• [What you need to do]
Rewrite the listing below with every "positive clicks" replaced by "foreground clicks" and nothing else changed. Omit the pictures from your answer.
[[ Data for this task, beginning ]]
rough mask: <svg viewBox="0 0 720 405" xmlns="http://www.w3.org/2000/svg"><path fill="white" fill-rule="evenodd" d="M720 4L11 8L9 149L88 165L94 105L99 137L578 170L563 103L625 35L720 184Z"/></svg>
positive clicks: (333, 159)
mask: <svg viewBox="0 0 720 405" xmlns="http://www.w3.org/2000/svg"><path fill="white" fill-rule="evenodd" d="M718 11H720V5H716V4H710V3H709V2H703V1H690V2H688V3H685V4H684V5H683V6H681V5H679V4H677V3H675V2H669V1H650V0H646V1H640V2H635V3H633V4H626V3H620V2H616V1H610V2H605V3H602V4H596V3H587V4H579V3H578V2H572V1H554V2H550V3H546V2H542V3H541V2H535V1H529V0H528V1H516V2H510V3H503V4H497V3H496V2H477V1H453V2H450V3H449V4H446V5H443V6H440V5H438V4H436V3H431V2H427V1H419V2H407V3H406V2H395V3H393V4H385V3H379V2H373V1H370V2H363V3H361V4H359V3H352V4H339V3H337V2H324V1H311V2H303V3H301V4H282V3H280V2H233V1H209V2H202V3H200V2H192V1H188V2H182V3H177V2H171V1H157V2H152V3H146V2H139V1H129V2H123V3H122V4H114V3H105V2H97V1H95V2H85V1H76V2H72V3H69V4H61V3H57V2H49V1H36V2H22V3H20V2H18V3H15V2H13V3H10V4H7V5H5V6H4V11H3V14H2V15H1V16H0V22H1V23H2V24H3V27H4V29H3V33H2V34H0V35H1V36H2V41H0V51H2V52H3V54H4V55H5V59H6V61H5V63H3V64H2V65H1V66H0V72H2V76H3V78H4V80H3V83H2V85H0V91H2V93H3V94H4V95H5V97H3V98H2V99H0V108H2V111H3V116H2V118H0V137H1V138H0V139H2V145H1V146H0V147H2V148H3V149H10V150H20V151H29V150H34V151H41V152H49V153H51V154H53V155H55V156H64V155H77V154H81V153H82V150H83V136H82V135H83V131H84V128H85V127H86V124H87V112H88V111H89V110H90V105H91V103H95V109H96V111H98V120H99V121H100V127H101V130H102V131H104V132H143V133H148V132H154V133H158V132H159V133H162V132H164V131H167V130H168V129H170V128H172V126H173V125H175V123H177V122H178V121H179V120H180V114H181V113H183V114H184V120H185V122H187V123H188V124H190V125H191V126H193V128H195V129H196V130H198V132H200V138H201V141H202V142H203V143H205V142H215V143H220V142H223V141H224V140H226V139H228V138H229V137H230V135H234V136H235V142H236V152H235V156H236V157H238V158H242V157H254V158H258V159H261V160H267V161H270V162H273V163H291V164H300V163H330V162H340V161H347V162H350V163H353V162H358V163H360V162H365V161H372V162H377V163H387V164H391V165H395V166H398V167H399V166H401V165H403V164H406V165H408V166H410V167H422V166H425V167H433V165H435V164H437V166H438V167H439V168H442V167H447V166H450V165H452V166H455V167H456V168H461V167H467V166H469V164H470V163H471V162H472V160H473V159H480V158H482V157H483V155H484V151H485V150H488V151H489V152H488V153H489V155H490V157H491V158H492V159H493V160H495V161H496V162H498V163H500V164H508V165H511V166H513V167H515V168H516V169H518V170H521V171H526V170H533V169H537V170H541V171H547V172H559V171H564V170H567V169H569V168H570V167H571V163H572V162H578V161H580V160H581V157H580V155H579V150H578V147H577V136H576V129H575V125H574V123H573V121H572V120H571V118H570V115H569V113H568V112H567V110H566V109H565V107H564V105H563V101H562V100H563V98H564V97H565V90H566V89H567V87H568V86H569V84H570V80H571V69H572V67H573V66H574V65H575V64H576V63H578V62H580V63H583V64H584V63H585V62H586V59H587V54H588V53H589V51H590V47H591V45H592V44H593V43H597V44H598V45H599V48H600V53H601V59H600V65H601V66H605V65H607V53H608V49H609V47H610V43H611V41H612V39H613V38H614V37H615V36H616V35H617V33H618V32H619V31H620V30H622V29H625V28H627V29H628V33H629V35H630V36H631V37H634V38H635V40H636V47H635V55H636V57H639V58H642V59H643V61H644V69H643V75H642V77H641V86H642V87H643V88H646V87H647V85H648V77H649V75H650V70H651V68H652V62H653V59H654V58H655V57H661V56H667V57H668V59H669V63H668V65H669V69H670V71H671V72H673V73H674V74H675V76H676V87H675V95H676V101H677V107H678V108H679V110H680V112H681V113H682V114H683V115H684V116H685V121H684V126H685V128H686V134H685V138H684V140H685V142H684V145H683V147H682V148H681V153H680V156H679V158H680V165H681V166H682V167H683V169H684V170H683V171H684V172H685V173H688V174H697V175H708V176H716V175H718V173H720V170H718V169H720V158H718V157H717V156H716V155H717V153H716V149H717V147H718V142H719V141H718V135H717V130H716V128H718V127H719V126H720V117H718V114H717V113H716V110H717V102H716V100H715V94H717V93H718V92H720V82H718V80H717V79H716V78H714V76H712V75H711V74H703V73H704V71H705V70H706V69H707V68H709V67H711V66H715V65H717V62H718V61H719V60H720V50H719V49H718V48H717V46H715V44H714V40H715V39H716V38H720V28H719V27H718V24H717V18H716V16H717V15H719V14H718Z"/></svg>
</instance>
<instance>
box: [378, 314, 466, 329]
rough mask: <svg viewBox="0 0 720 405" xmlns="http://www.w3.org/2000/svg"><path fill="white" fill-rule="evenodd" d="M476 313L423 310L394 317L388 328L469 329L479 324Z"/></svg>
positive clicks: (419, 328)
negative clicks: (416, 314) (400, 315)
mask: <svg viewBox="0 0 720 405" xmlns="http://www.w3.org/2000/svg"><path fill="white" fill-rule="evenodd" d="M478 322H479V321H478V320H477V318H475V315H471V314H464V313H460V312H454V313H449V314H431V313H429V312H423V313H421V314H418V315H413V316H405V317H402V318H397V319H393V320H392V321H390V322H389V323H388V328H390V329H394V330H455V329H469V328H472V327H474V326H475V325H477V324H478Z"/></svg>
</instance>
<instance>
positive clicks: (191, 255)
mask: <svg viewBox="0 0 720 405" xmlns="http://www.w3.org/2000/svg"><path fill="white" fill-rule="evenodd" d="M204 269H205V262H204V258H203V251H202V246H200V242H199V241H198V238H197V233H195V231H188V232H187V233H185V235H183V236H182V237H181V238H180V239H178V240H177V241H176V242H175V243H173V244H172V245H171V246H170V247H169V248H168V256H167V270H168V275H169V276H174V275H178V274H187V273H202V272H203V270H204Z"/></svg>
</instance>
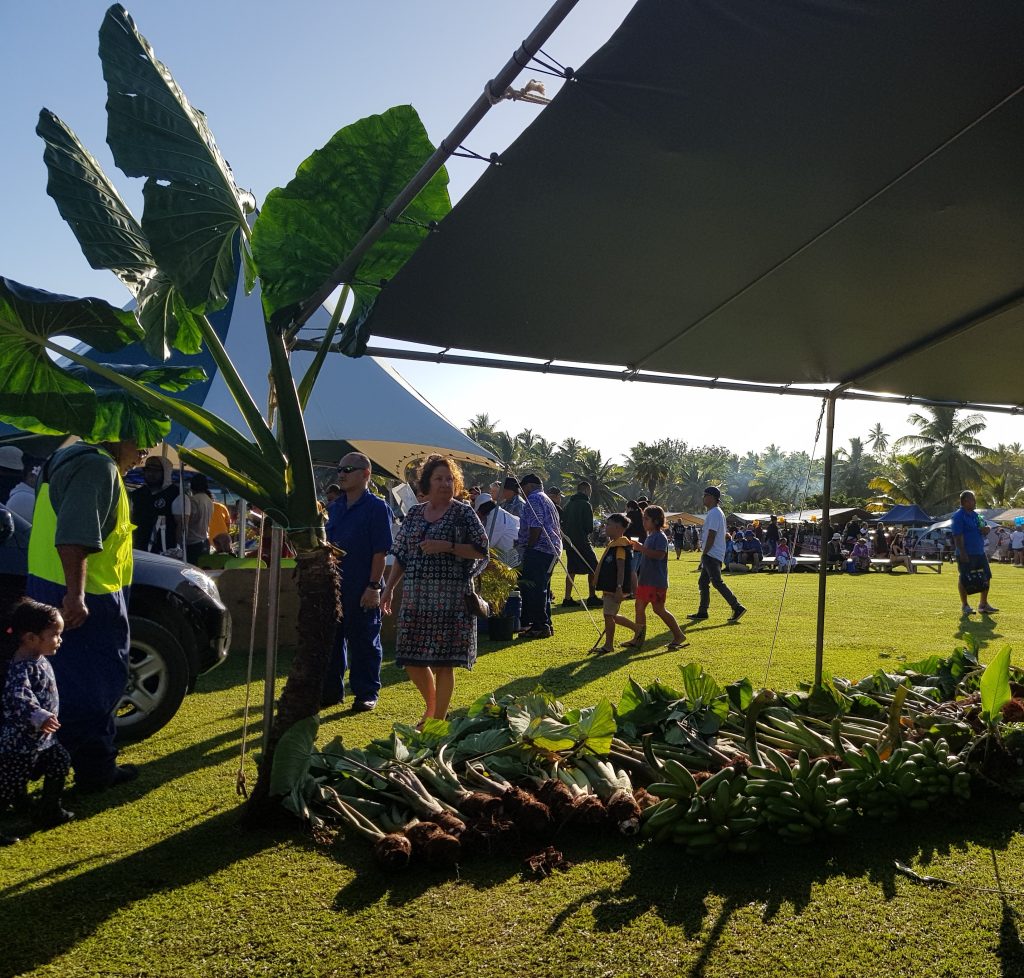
[[ Data for this task, end ]]
• [Output]
rough mask: <svg viewBox="0 0 720 405" xmlns="http://www.w3.org/2000/svg"><path fill="white" fill-rule="evenodd" d="M720 4L11 8L9 149L88 165L94 105L99 137L578 170L563 103L625 35L720 184Z"/></svg>
foreground clicks: (333, 159)
mask: <svg viewBox="0 0 720 405" xmlns="http://www.w3.org/2000/svg"><path fill="white" fill-rule="evenodd" d="M718 11H720V5H716V4H710V3H709V2H703V1H690V2H688V3H685V4H684V5H683V6H681V5H679V4H677V3H675V2H669V1H650V0H646V1H640V2H635V3H633V4H626V3H620V2H616V1H610V2H605V3H602V4H596V3H587V4H579V3H578V2H572V1H554V2H550V3H546V2H542V3H541V2H535V1H529V0H528V1H516V2H510V3H503V4H497V3H496V2H477V1H453V2H450V3H449V4H446V5H443V6H440V5H438V4H436V3H431V2H427V1H419V2H407V3H406V2H395V3H393V4H385V3H379V2H373V1H370V2H363V3H361V4H359V3H352V4H339V3H337V2H324V1H311V2H303V3H301V4H282V3H280V2H233V1H209V2H202V3H200V2H192V1H188V2H182V3H177V2H171V1H157V2H152V3H146V2H139V1H129V2H123V3H122V4H114V3H105V2H97V1H95V2H85V1H76V2H72V3H69V4H61V3H57V2H49V1H36V2H22V3H20V2H18V3H15V2H13V3H10V4H7V5H5V6H4V11H3V14H2V15H1V16H0V22H1V23H2V24H3V27H4V29H3V33H2V34H0V35H1V36H2V41H0V51H2V52H3V54H4V55H5V59H6V61H5V63H3V64H2V65H1V66H0V72H2V76H3V78H4V80H3V83H2V85H0V91H2V93H3V94H4V95H5V97H3V98H2V99H0V108H2V111H3V116H2V118H0V137H1V138H0V139H2V145H1V146H0V147H2V148H3V149H10V150H20V151H29V150H34V151H41V152H49V153H51V154H53V155H55V156H64V155H77V154H81V153H82V150H83V136H82V135H83V131H84V128H85V127H86V124H87V112H88V111H89V110H90V105H91V103H95V109H96V111H98V120H99V121H100V127H101V130H102V131H104V132H143V133H148V132H154V133H158V132H159V133H162V132H164V131H167V130H168V129H170V128H172V126H173V125H175V123H177V122H178V121H179V120H180V114H181V113H183V114H184V120H185V122H187V123H188V124H190V125H191V126H193V128H195V129H196V130H198V132H200V138H201V141H202V142H203V143H205V142H215V143H220V142H223V141H224V140H226V139H228V138H229V137H230V135H234V136H235V142H236V152H235V156H236V157H238V158H242V157H254V158H258V159H261V160H267V161H270V162H273V163H291V164H300V163H330V162H340V161H347V162H350V163H353V162H358V163H360V162H365V161H372V162H377V163H387V164H391V165H395V166H398V167H399V166H401V165H403V164H406V165H408V166H410V167H422V166H425V167H433V165H435V164H437V166H438V167H439V168H442V167H447V166H450V165H452V166H455V167H456V168H461V167H467V166H469V164H470V163H471V162H472V160H473V159H480V158H482V157H483V155H484V151H485V150H488V151H489V152H488V153H489V155H490V157H491V158H492V159H493V160H495V161H496V162H498V163H500V164H508V165H511V166H513V167H515V168H516V169H518V170H521V171H526V170H533V169H537V170H541V171H547V172H559V171H564V170H567V169H569V168H570V167H571V163H572V162H578V161H580V160H581V157H580V155H579V150H578V147H577V136H576V129H575V125H574V123H573V121H572V120H571V118H570V115H569V113H568V112H567V110H566V109H565V107H564V105H563V101H562V100H563V98H564V97H565V90H566V89H567V87H568V86H569V84H570V80H571V69H572V67H573V66H574V65H575V64H576V63H578V62H580V63H583V64H584V63H585V62H586V59H587V54H588V53H589V51H590V47H591V45H592V44H593V43H597V44H598V45H599V48H600V53H601V59H600V65H601V66H605V65H607V53H608V49H609V47H610V43H611V41H612V39H613V38H614V37H615V36H616V35H617V33H618V32H619V31H620V30H622V29H625V28H627V29H628V33H629V35H630V36H631V37H634V38H635V40H636V47H635V55H636V57H639V58H642V59H643V61H644V69H643V75H642V77H641V86H642V87H643V88H646V87H647V85H648V77H649V75H650V70H651V68H652V62H653V59H654V58H655V57H661V56H667V57H668V59H669V63H668V65H669V69H670V71H671V72H673V73H674V74H675V76H676V87H675V95H676V101H677V107H678V108H679V110H680V112H681V113H682V114H683V115H684V116H685V121H684V126H685V128H686V134H685V138H684V140H685V142H684V145H683V147H682V148H681V153H680V156H679V158H680V165H681V166H682V167H683V169H684V170H683V171H684V172H685V173H688V174H697V175H708V176H716V175H718V173H720V170H718V169H720V158H718V157H717V156H716V155H717V153H716V149H717V147H718V142H719V141H718V135H717V130H716V128H718V127H719V126H720V117H718V114H717V113H716V110H717V102H716V100H715V94H717V93H718V92H720V82H718V80H717V79H716V78H714V76H712V75H711V74H703V73H704V71H705V70H706V69H707V68H709V67H711V66H715V65H717V62H718V61H719V60H720V50H719V49H718V48H717V46H715V44H714V40H715V39H716V38H720V28H719V27H718V24H717V18H716V16H717V15H719V14H718Z"/></svg>
</instance>
<instance>
box: [378, 314, 466, 329]
rough mask: <svg viewBox="0 0 720 405" xmlns="http://www.w3.org/2000/svg"><path fill="white" fill-rule="evenodd" d="M476 313L423 310L394 317L388 328L469 329L479 324Z"/></svg>
foreground clicks: (419, 328)
negative clicks: (416, 314) (400, 315)
mask: <svg viewBox="0 0 720 405" xmlns="http://www.w3.org/2000/svg"><path fill="white" fill-rule="evenodd" d="M478 322H479V321H478V320H477V318H475V315H471V314H464V313H460V312H454V313H449V314H431V313H429V312H423V313H421V314H418V315H413V316H405V317H402V318H397V319H393V320H392V321H390V322H389V323H388V328H390V329H394V330H455V329H469V328H472V327H474V326H475V325H477V324H478Z"/></svg>
</instance>
<instance>
foreground clicks: (191, 255)
mask: <svg viewBox="0 0 720 405" xmlns="http://www.w3.org/2000/svg"><path fill="white" fill-rule="evenodd" d="M204 269H205V262H204V258H203V251H202V246H200V242H199V241H198V238H197V233H195V231H188V232H187V233H185V235H183V236H182V237H181V238H180V239H178V240H177V241H176V242H175V243H173V244H172V245H171V246H170V247H169V248H168V256H167V270H168V275H169V276H174V275H178V274H187V273H202V272H203V270H204Z"/></svg>
</instance>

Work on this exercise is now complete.